Top of PASSAGE FOR REVIEW
I cannot stand people like this. They think, "why do we need OpenGL when we have DirectX?" They never stop to think it's maybe because DirectX isn't work crap for professional applications! And there are many others where DirectX (fka "direct DOS memory map") is quite limiting.
There are probably another 1,000 different Microsoft technologies that are the same. Like MS Word for example. Publication companies don't use it because they need a standardized, documentation and typeset language underneath that doesn't change every 2 years!
-- Bryan "TheBS" Smith
Independent Author, Consultant and Trainer
Get a grip dude. Doom is not evil.
I have to admit, that is a tragic story and something no-one should ever have to go through.
That said, it's a fucking computer game. Nothing more, nothing less. It's not a physically addictive chemical. It wasn't created from a pact with the devil, in an attempt to lure people to sinful (suicidal) deaths. It's pixels (blocky ones at that) on a screen, and a pretty limited set of sounds being repeated through a set of (normally pretty crappy) speakers.
Your friend got addicted to it - well I'm sorry, but don't go blaming anyone else, even the people that made it.
Bottom of PASSAGE FOR REVIEW
Top of DATASET RECORDS
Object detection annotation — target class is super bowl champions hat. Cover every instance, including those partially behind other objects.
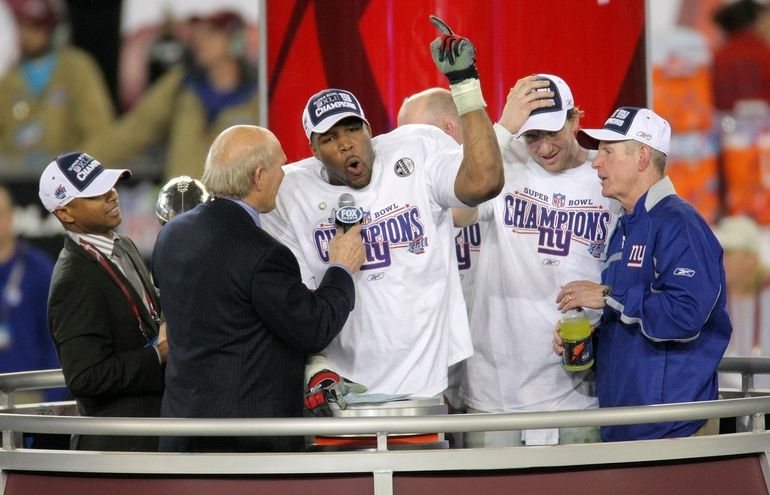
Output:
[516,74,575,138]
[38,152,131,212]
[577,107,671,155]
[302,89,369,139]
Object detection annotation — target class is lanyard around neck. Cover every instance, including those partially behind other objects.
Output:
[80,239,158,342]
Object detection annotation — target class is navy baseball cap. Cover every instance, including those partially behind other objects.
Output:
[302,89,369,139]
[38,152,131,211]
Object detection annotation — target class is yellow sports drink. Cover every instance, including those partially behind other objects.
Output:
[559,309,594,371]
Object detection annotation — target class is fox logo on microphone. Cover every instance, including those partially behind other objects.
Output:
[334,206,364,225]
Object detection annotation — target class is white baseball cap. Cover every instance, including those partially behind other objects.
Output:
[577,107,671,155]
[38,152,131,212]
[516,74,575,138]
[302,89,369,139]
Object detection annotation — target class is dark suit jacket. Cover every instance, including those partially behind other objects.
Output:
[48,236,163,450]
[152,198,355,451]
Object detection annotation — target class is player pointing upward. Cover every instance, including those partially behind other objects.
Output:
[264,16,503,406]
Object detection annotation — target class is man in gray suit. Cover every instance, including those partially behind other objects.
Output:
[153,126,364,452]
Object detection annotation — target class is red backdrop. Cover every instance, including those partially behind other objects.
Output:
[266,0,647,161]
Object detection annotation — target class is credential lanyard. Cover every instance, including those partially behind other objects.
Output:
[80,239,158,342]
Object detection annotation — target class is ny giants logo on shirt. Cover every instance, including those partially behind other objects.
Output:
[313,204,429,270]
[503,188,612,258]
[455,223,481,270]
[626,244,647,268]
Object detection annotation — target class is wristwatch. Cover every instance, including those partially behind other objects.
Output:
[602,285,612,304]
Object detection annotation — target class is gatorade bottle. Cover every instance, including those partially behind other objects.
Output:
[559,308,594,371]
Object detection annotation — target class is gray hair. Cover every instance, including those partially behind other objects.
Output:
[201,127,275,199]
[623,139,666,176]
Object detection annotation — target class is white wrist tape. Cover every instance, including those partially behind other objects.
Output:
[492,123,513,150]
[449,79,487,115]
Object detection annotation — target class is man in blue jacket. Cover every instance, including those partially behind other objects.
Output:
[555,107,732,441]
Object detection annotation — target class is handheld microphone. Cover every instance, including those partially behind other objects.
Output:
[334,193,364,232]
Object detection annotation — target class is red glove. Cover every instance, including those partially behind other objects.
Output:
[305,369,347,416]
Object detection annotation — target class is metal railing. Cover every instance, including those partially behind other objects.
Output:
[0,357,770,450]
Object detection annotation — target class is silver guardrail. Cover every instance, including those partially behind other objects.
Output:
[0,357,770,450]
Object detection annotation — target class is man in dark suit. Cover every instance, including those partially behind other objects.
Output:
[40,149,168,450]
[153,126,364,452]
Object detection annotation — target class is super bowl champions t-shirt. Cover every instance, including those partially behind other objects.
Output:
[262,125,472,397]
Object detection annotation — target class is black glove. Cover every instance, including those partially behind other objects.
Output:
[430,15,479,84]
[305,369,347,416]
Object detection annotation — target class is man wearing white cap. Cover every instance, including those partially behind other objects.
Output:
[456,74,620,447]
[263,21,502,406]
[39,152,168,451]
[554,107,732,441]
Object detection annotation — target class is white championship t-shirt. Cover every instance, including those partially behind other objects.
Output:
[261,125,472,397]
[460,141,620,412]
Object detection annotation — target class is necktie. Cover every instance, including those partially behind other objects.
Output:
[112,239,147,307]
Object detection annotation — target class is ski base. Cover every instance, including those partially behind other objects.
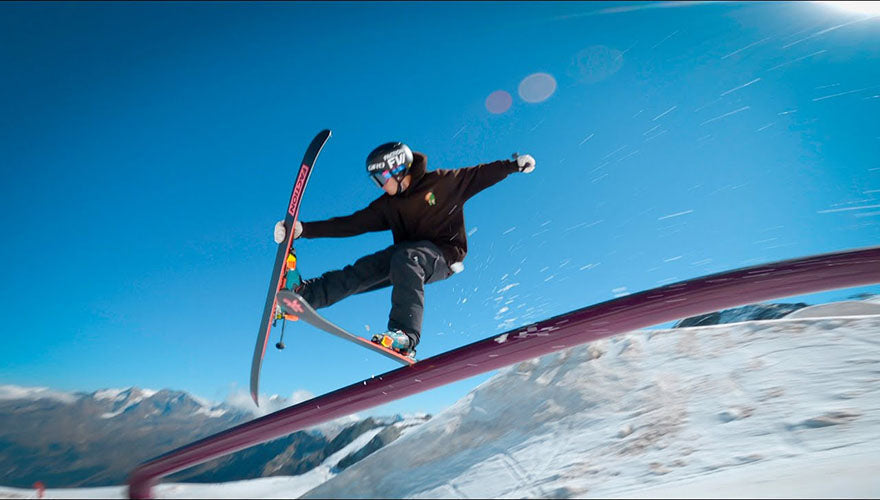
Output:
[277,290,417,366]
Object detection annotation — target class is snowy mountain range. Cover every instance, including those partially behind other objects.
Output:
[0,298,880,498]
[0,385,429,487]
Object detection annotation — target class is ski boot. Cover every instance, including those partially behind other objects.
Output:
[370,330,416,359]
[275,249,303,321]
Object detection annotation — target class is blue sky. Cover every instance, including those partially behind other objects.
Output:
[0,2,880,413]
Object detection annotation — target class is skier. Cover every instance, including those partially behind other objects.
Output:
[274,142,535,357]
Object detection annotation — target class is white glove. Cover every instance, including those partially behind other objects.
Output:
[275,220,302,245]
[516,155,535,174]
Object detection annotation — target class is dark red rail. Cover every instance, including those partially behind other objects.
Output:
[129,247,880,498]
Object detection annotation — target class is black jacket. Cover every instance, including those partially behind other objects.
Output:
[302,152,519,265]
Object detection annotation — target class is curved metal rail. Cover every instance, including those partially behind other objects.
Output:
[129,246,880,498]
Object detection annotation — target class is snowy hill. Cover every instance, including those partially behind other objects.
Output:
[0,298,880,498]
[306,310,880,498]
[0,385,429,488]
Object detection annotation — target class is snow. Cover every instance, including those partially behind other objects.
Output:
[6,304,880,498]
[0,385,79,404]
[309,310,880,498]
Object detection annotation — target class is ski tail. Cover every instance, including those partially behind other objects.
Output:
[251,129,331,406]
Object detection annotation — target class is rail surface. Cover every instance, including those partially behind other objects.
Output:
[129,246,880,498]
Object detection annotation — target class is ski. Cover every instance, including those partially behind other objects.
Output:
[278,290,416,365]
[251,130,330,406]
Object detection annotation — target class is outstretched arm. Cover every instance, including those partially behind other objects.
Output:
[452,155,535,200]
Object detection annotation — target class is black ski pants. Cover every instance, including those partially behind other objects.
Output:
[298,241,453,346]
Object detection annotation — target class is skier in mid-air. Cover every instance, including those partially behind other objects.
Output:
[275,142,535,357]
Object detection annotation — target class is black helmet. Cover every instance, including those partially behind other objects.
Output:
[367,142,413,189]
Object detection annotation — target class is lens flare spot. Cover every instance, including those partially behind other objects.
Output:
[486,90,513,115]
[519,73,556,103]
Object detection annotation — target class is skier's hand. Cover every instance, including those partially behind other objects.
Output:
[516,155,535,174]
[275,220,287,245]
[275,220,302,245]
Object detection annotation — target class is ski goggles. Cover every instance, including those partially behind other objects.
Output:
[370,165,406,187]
Bottom of DATASET RECORDS
PROBLEM 1:
According to the passage, why don't publication companies use MS Word?
PROBLEM 2:
Extract the words of the passage from "There are probably" up to and including "every 2 years!".
The lines play no part in this work.

WRITTEN ANSWER 1:
They need a standardized documentation and typeset language underneath that doesn't change every 2 years.

WRITTEN ANSWER 2:
There are probably another 1,000 different Microsoft technologies that are the same. Like MS Word for example. Publication companies don't use it because they need a standardized, documentation and typeset language underneath that doesn't change every 2 years!